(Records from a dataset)
*****

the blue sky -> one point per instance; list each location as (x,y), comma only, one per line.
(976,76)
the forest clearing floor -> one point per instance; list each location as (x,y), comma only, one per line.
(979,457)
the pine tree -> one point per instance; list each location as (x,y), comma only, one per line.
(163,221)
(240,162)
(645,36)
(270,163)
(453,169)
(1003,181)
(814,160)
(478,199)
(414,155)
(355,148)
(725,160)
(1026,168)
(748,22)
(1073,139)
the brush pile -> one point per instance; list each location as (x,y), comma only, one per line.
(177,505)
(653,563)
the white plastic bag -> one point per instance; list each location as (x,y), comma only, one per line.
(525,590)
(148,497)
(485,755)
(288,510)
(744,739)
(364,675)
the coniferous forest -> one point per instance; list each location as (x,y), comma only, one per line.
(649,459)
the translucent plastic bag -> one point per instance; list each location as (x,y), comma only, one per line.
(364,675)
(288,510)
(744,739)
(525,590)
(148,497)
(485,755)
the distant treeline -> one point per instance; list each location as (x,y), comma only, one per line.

*****

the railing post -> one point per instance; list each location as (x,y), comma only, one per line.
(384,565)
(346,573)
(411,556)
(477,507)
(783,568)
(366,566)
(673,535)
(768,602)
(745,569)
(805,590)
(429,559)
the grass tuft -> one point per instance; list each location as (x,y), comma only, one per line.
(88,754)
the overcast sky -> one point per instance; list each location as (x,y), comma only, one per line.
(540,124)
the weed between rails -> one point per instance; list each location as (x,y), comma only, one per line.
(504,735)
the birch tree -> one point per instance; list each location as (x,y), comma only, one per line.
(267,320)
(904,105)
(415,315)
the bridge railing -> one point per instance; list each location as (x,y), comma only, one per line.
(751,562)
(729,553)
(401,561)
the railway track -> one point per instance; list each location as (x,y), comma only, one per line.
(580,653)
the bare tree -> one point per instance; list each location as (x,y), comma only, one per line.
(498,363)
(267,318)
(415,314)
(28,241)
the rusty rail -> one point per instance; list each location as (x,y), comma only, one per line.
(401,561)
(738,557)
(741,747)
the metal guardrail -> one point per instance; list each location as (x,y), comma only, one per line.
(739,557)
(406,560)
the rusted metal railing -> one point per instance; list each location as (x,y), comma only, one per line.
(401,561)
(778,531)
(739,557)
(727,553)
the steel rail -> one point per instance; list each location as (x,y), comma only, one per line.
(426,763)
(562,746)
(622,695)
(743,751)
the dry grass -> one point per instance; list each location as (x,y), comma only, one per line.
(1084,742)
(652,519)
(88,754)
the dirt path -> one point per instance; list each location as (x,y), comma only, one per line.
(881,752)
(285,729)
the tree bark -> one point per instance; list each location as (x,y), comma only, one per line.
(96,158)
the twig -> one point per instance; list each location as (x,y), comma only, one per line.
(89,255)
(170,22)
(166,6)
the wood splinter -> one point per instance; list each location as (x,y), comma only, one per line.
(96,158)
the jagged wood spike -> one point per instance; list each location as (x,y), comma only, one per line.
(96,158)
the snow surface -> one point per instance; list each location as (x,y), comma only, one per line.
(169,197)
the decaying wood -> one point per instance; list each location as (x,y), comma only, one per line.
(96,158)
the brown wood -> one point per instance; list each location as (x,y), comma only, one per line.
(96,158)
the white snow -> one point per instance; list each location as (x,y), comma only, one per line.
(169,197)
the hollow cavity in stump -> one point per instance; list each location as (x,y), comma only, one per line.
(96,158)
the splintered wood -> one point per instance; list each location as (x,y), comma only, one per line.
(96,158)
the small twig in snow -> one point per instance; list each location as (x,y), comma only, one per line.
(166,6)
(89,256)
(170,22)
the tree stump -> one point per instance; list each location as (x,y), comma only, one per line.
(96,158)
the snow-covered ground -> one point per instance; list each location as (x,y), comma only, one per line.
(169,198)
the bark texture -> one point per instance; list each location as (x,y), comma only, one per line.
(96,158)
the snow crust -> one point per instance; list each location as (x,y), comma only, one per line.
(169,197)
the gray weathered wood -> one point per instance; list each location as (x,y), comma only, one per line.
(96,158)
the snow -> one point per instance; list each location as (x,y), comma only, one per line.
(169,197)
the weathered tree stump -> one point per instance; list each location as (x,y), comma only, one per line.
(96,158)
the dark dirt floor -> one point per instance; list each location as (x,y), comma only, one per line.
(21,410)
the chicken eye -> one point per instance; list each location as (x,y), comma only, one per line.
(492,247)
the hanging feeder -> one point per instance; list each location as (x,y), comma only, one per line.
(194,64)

*****

*Your task*. Take the entries above and return only the lines from the one with "the blue sky" to the one with "the distant treeline", both included, unchanged.

*Response to this task*.
the blue sky -> one point per instance; list each location as (x,y), comma only, one per line.
(976,76)
the forest clearing floor -> one point per instance; list each location as (x,y), comma only, one per line.
(979,457)
the pine tree -> one point per instance; list each location as (x,y), comma only, one per line.
(163,221)
(240,162)
(645,36)
(270,163)
(453,169)
(1003,181)
(814,160)
(478,199)
(414,155)
(355,148)
(725,160)
(1026,168)
(748,22)
(1073,139)
the brush pile -> one point per instance; list each location as (x,y), comma only, one per line.
(177,505)
(653,563)
the white plastic bag -> one point per instance; list each location as (x,y), comma only, one per line.
(525,590)
(148,497)
(485,755)
(288,510)
(744,739)
(364,675)
the coniferous forest -> one point per instance; list each location as (x,y), comma only, one per line.
(649,459)
the translucent plastic bag -> one point per instance; list each location as (x,y), comma only, one per line.
(364,675)
(288,510)
(744,739)
(525,590)
(148,497)
(485,755)
the distant treeline -> one point per instance; list each location as (x,y), comma only, one per line.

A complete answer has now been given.